Texto seleccionado -
————
Hola, en busca de un estereo simple estuve haciendo algunas pruebas y el que postea djchinomix en https://www.forosdeelectronica.com/f22/codificador-estereo-12669/#post72261 está bien así como está. Un resonador de 455khz dividido en 6 con el cd4018 da 75.83khz luego el cd4013 divide por 2 para obtener un tono de 37.916 (y su salida opuesta) para hacer el 'multiplexado' en el cd4066. El cd4013 también divide los 37.916 en 2 para obtener 18.958khz que será el tono 'piloto'. Como ven, los números no son exactos... no tenemos ni 76, ni 38, ni 19, pero igual funciona bien en la práctica manteniendo un circuito muy simple y estable. En ese hilo también hay un par de modificaciones... una para llevar los 455khz a 456khz... pero sinceramente a mi no me ha funcionado con esa modificación. También otra que reemplaza el cd4018 por el cd4017.

Lo que tiene que ver con la 'calidad de audio' ya es una cuestion más personal... y bien puede dejarse así como está o se pueden hacer 'cositas' tanto a la entrada como a la salida. Ya de pende de cada uno. Logicamente ciertos aspectos 'legales' en cuanto a las transmisiones también dependeran del audio...

Hay un detalle importante que es el filtro de 455khz... bueno... con el filtro parece no funcionar, además es más dificil de conseguir... se usa un resonador de 455khz, de los usados en controles remotos de tv, dvd, cdplayers, vhs, etc..

Saludos,


----------



## Em4zzz (Oct 29, 2010)
————
Requisitos de la tarea -
Vuelve a escribir sin cambios el tramo del texto sobre el codificador estéreo que va desde "Lo que tiene" hasta "(Oct 29, 2010)". Los datos constituyen un material aparte e independiente.

Información mostrada -
————
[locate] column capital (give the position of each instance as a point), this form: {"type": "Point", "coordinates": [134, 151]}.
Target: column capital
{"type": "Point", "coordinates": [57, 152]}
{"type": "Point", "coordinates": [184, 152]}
————
Solución del problema -
Lo que tiene que ver con la 'calidad de audio' ya es una cuestion más personal... y bien puede dejarse así como está o se pueden hacer 'cositas' tanto a la entrada como a la salida. Ya de pende de cada uno. Logicamente ciertos aspectos 'legales' en cuanto a las transmisiones también dependeran del audio...

Hay un detalle importante que es el filtro de 455khz... bueno... con el filtro parece no funcionar, además es más dificil de conseguir... se usa un resonador de 455khz, de los usados en controles remotos de tv, dvd, cdplayers, vhs, etc..

Saludos,


----------



## Em4zzz (Oct 29, 2010)